**What this task involves**
Write out, word for word, every line from the one containing "Teacher note to the class: pick out the knee" through the final line of the records.
-- Opening Marker --
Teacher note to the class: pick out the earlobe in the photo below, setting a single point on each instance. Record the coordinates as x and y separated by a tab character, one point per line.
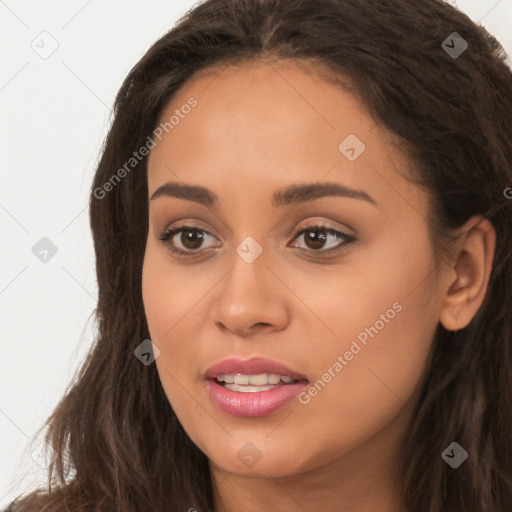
465	289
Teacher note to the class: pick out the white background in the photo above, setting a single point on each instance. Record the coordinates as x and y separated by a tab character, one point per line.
55	114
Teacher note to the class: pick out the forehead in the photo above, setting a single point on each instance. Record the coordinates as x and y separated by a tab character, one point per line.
270	123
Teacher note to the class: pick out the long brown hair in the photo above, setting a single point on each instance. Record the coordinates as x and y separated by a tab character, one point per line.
118	446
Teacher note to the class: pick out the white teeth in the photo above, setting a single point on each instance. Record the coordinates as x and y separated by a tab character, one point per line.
262	379
273	378
241	379
258	380
248	389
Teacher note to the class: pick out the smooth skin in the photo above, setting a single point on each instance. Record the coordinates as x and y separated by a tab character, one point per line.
257	128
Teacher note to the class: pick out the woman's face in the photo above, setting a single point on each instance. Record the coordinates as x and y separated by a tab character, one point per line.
353	327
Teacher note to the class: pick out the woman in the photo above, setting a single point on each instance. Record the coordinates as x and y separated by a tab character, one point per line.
302	226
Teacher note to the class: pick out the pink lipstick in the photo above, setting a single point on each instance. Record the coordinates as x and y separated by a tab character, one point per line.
253	387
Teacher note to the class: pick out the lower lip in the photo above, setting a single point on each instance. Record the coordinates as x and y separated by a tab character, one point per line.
253	404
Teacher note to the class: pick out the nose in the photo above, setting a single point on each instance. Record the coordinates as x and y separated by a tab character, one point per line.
251	300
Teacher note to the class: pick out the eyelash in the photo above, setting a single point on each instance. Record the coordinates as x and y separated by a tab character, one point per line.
169	234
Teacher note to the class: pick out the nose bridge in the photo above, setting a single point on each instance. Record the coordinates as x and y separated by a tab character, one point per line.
250	293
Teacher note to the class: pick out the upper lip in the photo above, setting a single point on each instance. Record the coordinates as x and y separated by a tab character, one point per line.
252	366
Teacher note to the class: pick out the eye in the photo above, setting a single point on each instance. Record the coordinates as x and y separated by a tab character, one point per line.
190	239
317	235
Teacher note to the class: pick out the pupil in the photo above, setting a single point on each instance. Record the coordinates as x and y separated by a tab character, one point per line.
191	236
316	241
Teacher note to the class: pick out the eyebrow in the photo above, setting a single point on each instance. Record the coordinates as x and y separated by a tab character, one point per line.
290	195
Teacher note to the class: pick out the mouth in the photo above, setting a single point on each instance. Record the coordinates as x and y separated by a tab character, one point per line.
253	383
253	387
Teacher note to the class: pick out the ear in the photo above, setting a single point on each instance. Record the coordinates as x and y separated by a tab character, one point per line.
468	274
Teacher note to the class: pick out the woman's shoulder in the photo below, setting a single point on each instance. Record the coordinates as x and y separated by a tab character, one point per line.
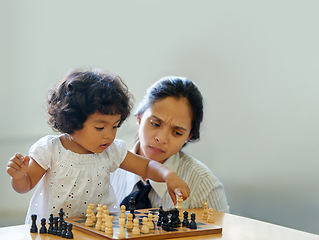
191	165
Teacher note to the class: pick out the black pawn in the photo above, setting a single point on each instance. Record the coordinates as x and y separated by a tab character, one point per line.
69	234
64	231
185	220
55	226
34	227
193	224
160	216
132	206
43	228
165	221
50	229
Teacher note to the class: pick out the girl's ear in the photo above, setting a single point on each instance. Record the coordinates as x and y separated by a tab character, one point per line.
138	118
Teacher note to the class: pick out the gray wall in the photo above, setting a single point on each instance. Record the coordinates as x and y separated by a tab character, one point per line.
256	63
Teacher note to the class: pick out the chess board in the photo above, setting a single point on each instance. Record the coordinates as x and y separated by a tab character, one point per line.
203	227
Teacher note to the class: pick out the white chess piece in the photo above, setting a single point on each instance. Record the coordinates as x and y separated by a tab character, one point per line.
150	221
136	228
122	233
145	228
129	225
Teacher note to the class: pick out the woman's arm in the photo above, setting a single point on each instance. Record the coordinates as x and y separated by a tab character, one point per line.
147	168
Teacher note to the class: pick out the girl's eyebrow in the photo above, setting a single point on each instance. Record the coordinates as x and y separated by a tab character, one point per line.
174	126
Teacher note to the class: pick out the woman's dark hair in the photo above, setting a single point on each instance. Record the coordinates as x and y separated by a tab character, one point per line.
84	92
178	87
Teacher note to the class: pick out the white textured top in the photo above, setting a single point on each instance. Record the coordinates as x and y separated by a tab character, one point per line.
72	180
204	186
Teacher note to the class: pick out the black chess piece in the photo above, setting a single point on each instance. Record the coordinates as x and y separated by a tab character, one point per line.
193	224
160	216
43	228
174	218
50	229
185	220
69	234
60	220
55	226
132	206
64	230
34	227
165	221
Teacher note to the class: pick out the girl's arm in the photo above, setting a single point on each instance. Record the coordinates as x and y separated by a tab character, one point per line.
156	171
25	173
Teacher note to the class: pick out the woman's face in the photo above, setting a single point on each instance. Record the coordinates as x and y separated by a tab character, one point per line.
164	128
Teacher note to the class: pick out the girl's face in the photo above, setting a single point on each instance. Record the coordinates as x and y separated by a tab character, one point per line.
98	133
164	128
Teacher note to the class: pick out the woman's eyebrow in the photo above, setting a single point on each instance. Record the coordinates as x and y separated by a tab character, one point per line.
174	126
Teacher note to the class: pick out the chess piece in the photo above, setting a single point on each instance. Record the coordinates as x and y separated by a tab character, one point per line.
50	229
160	216
210	217
205	211
99	217
145	229
129	225
69	234
109	224
64	229
89	221
55	226
193	224
150	221
180	207
34	227
122	233
43	228
136	228
185	220
123	215
165	220
174	220
92	206
132	206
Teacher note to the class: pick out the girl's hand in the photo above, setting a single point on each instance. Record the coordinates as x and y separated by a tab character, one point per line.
176	186
18	166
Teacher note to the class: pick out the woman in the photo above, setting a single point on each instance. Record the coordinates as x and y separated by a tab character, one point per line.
169	117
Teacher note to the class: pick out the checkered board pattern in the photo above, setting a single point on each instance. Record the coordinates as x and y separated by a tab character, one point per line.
203	227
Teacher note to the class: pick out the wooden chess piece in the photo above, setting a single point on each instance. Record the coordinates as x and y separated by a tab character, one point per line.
210	218
145	229
136	228
150	221
129	225
122	233
34	227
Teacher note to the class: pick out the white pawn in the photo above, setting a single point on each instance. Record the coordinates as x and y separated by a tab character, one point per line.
210	218
205	211
109	224
89	221
122	233
150	221
136	228
123	209
145	228
129	225
99	217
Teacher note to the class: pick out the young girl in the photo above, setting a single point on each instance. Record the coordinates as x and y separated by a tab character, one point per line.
169	117
87	108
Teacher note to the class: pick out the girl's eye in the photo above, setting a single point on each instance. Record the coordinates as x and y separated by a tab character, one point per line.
154	124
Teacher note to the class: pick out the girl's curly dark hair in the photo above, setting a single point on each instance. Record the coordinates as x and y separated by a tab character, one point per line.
84	92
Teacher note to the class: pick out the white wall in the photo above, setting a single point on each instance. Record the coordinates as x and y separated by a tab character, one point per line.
256	63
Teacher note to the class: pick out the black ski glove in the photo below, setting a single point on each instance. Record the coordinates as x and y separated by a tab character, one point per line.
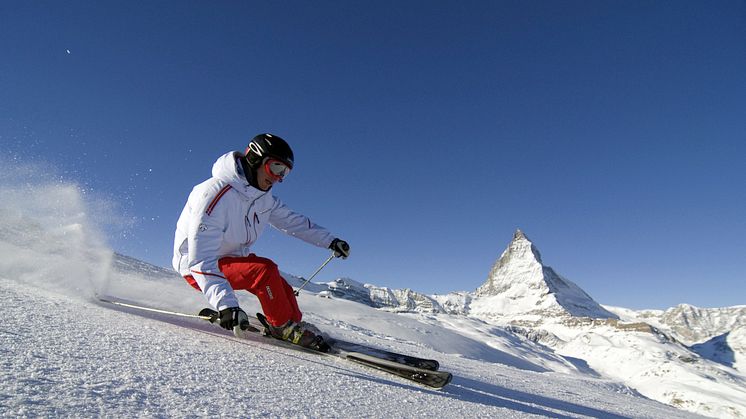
340	248
233	316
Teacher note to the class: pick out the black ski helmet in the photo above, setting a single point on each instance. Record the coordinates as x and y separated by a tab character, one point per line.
268	145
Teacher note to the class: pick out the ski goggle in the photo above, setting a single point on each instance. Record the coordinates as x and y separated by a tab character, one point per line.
276	169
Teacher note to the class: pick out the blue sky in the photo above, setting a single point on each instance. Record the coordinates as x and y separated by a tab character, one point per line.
425	133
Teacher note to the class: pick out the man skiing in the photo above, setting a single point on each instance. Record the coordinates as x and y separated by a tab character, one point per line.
224	216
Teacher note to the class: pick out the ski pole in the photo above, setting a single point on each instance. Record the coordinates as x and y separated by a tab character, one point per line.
329	259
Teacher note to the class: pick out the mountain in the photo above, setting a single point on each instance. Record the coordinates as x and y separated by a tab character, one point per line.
566	359
519	283
646	350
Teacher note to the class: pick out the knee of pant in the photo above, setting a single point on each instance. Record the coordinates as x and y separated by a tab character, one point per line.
266	264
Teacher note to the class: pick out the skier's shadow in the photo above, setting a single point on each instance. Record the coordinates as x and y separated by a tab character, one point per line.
461	388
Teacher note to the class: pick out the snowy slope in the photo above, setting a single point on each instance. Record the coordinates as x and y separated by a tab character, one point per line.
65	355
-- Closing Marker --
**Answer for this exercise**
Teacher note to the class: pick out the knee of pant in the photo above, setting a single point on each instance. Record the coordinates as x and y separated by a tab character, one point per line.
266	264
Teacher note to the class: pick out the skier's shadow in the photo above, setting a single point on each instance. Record the coordinates as x and y separated by a tab character, one point per line.
461	388
Teacher note to the class: pick out the snowy slope in the photo above, setting a single point on each instance. Record the coordinates as x and y separated by a tab character, one point per line.
65	355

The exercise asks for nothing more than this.